Filter the entries, keeping every line with the word "front".

Photo-based referring expression data:
>>>

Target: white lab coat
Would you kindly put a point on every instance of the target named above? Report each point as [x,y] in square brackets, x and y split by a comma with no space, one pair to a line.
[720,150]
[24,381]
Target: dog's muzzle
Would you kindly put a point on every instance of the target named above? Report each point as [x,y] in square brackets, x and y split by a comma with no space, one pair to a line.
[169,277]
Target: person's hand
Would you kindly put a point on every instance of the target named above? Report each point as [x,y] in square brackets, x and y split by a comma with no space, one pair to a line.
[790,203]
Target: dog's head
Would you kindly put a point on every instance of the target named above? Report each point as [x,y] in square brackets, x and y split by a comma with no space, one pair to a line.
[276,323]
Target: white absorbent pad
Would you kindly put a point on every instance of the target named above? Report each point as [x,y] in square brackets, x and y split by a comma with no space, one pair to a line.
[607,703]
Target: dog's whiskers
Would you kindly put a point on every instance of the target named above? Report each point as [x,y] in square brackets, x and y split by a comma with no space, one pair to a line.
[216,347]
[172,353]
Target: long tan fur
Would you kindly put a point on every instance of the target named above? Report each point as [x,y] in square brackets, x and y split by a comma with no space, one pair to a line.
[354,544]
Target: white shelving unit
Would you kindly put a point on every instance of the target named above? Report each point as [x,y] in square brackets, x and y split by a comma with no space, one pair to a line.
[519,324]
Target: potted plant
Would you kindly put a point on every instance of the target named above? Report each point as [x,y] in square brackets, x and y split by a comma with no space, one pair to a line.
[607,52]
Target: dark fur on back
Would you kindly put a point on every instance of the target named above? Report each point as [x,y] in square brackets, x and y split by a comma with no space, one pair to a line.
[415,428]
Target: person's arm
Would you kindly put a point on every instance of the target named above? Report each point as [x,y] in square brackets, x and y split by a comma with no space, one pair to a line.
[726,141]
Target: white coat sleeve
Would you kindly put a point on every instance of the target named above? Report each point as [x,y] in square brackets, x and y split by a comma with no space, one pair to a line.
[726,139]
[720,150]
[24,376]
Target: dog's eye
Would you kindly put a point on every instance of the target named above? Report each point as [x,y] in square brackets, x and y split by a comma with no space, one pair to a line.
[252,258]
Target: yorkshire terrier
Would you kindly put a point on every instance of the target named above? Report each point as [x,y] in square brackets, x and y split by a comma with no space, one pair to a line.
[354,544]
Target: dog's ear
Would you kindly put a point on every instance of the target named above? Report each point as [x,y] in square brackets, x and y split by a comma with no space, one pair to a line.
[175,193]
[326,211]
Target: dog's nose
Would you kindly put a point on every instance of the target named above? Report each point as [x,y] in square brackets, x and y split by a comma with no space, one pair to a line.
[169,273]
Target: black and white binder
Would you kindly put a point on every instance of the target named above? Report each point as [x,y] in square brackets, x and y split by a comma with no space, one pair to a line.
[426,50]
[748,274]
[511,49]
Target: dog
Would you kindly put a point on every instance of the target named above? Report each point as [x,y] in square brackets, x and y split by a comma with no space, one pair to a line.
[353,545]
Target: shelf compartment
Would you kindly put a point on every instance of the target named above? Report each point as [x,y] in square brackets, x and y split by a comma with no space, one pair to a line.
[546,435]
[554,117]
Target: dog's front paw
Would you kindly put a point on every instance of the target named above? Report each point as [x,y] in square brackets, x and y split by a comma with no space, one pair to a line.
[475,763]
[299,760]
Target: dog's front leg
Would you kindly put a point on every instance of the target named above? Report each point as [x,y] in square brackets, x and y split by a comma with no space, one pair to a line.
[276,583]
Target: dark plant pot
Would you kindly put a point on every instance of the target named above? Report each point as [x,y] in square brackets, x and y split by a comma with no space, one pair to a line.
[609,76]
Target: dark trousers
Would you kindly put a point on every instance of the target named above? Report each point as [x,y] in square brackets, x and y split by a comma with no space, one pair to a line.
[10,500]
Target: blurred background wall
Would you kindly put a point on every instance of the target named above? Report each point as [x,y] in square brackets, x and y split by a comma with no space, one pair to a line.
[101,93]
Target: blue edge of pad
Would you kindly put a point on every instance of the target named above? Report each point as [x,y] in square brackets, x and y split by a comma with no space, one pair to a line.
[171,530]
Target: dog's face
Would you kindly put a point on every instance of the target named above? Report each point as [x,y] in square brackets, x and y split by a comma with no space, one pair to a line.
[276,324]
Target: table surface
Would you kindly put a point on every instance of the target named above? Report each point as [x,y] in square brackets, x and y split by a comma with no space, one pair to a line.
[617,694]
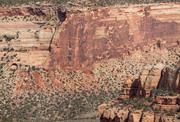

<<<

▸ Solution to the exercise:
Target: dog's front paw
Target: dog's front leg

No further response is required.